Items d'un jeu de données de pointage:
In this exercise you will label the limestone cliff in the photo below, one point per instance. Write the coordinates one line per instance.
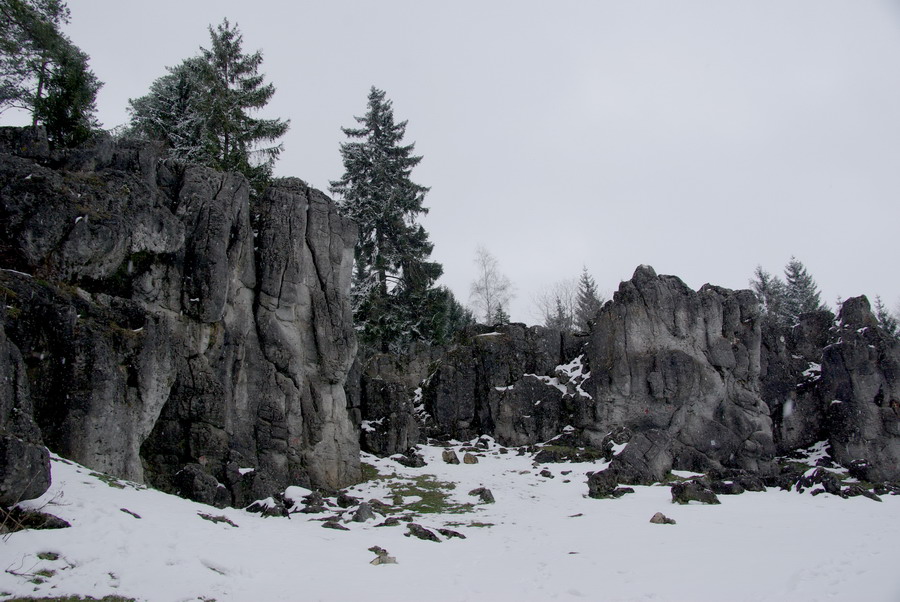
(169, 328)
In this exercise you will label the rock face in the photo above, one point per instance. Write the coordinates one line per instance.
(510, 382)
(790, 369)
(163, 324)
(680, 368)
(385, 397)
(24, 461)
(860, 387)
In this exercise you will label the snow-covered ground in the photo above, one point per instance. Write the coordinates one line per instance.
(546, 541)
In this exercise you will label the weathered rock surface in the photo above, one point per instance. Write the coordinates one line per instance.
(511, 382)
(24, 461)
(385, 398)
(860, 386)
(790, 369)
(693, 491)
(162, 325)
(679, 368)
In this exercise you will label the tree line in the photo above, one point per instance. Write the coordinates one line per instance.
(202, 110)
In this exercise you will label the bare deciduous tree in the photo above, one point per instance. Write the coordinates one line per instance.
(556, 305)
(491, 289)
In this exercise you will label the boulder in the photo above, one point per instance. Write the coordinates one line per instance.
(661, 519)
(693, 491)
(484, 494)
(363, 513)
(198, 485)
(417, 530)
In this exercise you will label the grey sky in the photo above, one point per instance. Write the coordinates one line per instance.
(701, 137)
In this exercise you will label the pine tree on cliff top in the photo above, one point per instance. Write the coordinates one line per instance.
(801, 292)
(393, 277)
(203, 109)
(43, 72)
(589, 301)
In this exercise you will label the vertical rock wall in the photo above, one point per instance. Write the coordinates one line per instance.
(168, 330)
(680, 368)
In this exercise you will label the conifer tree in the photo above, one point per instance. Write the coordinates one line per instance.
(67, 106)
(886, 320)
(771, 292)
(393, 278)
(801, 292)
(43, 72)
(203, 109)
(500, 318)
(589, 301)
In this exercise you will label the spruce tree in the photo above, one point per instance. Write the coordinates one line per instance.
(68, 103)
(43, 72)
(393, 276)
(801, 292)
(771, 292)
(886, 320)
(170, 112)
(203, 109)
(589, 301)
(500, 317)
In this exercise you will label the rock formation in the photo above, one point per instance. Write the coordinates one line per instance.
(680, 369)
(168, 324)
(790, 369)
(860, 388)
(504, 382)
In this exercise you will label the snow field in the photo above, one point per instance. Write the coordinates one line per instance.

Problème posé =>
Transcrivez tous les items ci-dessus sous forme de liste numérotée, sans les lignes vides et sans les images.

Résultat de l'exercice =>
1. In this exercise you will label the limestone cliff in the photo below, one point per instance. Write the coordinates one line per instance.
2. (169, 328)
3. In this exercise you will label the rock face in the photo above, one point per instance. Write the coordinates one line per instance.
4. (510, 382)
5. (790, 369)
6. (163, 324)
7. (680, 368)
8. (385, 397)
9. (24, 461)
10. (860, 387)
11. In this exercise you will label the snow-covered ground in the photo above, one point per instance. Write the coordinates one line per instance.
12. (546, 541)
13. In this exercise you will label the weathered rock surface in the photo above, one point per instance. Write the coordinates one line per instance.
14. (511, 382)
15. (24, 461)
16. (385, 398)
17. (860, 386)
18. (790, 369)
19. (693, 491)
20. (162, 325)
21. (679, 368)
22. In this exercise you will label the tree line in the photo above, one point per instance. Write the coordinates one line per instance.
23. (202, 110)
24. In this exercise you will label the bare deciduous tree in the photo above, one point per instance. Write the coordinates one line per instance.
25. (556, 305)
26. (491, 289)
27. In this exercise you will label the boulder in the photo above, one point per instance. Write the coordinates one line per instance.
28. (661, 519)
29. (693, 491)
30. (484, 494)
31. (363, 513)
32. (198, 485)
33. (417, 530)
34. In this exercise you will label the grey sky in the photo above, one point per instance. Write the coordinates one line per instance.
35. (701, 137)
36. In this exercise you will label the pine tree on cliff top in the photo above, one point per instance. Write the coordinates one line per instance.
37. (801, 292)
38. (393, 277)
39. (203, 109)
40. (43, 72)
41. (589, 301)
42. In this exercise you will label the vertical rock wall in the photo above, one point per instance. Write the coordinates one line per instance.
43. (168, 330)
44. (680, 368)
45. In this exercise you will label the conifer tree in the photo above, one point per instance. Write the coordinates one line per instance.
46. (67, 106)
47. (886, 320)
48. (771, 292)
49. (393, 278)
50. (801, 292)
51. (43, 72)
52. (203, 109)
53. (500, 318)
54. (589, 301)
55. In this exercise you will label the spruce tree in the photo above, one point per instance. Write the coordinates one line per instance.
56. (68, 103)
57. (43, 72)
58. (393, 276)
59. (801, 292)
60. (771, 292)
61. (886, 320)
62. (170, 112)
63. (203, 109)
64. (589, 301)
65. (500, 317)
66. In this exercise you will label the rock formation in the photo above, one point per instance. Write the coordinates one line per instance.
67. (680, 369)
68. (168, 324)
69. (790, 369)
70. (860, 388)
71. (504, 382)
72. In this exercise you will label the snow field in the photo above, one point per instance. Write the coordinates one line per instance.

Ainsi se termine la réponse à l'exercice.